[Data extracted from a collection]

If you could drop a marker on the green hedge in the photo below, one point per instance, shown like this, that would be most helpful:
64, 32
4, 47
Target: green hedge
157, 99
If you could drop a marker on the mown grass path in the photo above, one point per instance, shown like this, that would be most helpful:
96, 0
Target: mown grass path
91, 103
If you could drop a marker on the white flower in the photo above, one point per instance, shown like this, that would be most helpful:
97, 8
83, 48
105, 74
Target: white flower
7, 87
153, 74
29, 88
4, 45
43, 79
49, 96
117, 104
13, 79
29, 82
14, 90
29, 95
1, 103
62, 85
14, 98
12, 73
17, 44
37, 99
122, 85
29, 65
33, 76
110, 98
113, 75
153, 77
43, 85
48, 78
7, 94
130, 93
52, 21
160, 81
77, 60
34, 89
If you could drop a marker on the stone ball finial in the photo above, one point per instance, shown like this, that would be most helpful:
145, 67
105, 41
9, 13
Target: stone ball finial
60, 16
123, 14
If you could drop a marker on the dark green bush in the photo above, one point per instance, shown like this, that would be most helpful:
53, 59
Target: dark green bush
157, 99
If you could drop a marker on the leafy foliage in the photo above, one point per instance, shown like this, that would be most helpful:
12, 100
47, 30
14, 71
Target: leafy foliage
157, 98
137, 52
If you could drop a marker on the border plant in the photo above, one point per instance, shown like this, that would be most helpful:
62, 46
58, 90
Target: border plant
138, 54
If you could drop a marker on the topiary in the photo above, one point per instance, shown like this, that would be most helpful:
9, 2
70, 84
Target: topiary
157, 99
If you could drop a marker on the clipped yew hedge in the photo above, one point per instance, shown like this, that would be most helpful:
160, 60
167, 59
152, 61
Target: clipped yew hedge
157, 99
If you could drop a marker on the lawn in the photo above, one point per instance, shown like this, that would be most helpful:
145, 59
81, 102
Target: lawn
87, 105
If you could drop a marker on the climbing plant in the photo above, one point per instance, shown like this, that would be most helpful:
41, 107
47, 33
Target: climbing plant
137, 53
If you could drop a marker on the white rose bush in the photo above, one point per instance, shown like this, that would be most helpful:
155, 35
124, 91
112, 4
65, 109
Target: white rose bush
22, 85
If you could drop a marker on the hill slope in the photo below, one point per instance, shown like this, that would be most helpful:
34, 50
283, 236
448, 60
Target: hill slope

### PROBLEM DESCRIPTION
Report every line of the data above that contains the string "below" by copying it in full.

### EXERCISE OUTPUT
If you could drop a marker on the green hedge in the photo below, one point per instance, shown like this, that would be most helpful:
If you could drop a marker on the hill slope in the photo below, one point per instance, shown like this, that would be most helpful:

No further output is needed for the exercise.